Report how many lines of the items below contain the string "instance", treating uppercase and lowercase letters as distinct. Give only the number.

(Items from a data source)
***

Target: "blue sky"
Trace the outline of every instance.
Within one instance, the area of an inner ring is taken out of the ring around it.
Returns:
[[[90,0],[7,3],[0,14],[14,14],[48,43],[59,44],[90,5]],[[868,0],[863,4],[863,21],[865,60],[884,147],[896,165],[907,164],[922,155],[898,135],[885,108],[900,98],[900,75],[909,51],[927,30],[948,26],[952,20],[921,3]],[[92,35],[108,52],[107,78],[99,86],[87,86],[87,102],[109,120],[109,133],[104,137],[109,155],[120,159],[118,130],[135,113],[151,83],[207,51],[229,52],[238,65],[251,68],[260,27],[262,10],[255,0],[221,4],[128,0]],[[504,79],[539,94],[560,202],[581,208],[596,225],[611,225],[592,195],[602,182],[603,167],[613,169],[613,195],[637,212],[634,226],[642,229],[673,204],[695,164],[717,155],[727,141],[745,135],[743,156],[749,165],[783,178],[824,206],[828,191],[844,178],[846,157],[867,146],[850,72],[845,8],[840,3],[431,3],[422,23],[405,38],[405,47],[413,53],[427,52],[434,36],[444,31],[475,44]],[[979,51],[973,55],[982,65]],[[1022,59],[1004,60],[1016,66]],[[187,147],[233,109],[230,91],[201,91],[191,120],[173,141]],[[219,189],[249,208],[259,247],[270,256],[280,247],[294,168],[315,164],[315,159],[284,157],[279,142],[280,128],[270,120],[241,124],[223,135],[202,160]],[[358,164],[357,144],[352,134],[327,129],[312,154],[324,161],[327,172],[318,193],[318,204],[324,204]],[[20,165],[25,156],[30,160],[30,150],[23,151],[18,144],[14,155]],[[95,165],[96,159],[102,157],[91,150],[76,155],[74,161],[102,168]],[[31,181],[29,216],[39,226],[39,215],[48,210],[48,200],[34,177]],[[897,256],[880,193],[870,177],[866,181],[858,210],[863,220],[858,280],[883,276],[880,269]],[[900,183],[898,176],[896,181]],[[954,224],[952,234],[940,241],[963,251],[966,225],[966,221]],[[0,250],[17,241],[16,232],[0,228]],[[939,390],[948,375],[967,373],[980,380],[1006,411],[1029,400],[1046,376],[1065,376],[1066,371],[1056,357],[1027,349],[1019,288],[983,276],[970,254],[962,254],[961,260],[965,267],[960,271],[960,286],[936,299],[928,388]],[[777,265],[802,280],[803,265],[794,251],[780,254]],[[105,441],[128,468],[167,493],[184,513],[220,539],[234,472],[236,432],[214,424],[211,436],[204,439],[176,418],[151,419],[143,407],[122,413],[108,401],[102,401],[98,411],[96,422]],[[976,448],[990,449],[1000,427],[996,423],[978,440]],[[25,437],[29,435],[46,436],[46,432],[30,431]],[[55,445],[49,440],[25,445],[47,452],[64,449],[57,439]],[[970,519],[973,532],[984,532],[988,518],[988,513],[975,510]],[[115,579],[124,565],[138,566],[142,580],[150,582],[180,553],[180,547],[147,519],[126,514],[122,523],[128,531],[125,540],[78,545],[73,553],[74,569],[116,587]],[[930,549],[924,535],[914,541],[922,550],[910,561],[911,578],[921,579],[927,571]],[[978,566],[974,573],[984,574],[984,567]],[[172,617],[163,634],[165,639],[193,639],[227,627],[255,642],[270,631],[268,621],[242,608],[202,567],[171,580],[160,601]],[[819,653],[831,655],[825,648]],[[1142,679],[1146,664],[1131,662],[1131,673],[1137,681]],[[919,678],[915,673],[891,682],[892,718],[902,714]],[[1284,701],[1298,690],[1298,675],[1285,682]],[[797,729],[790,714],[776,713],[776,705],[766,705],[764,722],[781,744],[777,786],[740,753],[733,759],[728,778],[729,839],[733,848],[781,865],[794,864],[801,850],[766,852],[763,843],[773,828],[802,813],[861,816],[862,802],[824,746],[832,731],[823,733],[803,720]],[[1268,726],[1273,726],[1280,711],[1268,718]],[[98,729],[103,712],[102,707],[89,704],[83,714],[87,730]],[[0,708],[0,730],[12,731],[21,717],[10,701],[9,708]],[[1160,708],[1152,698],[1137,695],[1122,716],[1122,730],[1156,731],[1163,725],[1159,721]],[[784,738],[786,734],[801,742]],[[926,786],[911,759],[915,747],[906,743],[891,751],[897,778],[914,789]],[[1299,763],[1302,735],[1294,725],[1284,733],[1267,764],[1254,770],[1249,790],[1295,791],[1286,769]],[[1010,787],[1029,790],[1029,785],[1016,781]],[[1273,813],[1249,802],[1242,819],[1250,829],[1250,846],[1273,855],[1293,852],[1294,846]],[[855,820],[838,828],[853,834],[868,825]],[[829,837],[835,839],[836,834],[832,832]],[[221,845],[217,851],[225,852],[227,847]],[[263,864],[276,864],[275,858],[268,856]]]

***

## RESPONSE TO THIS EXERCISE
2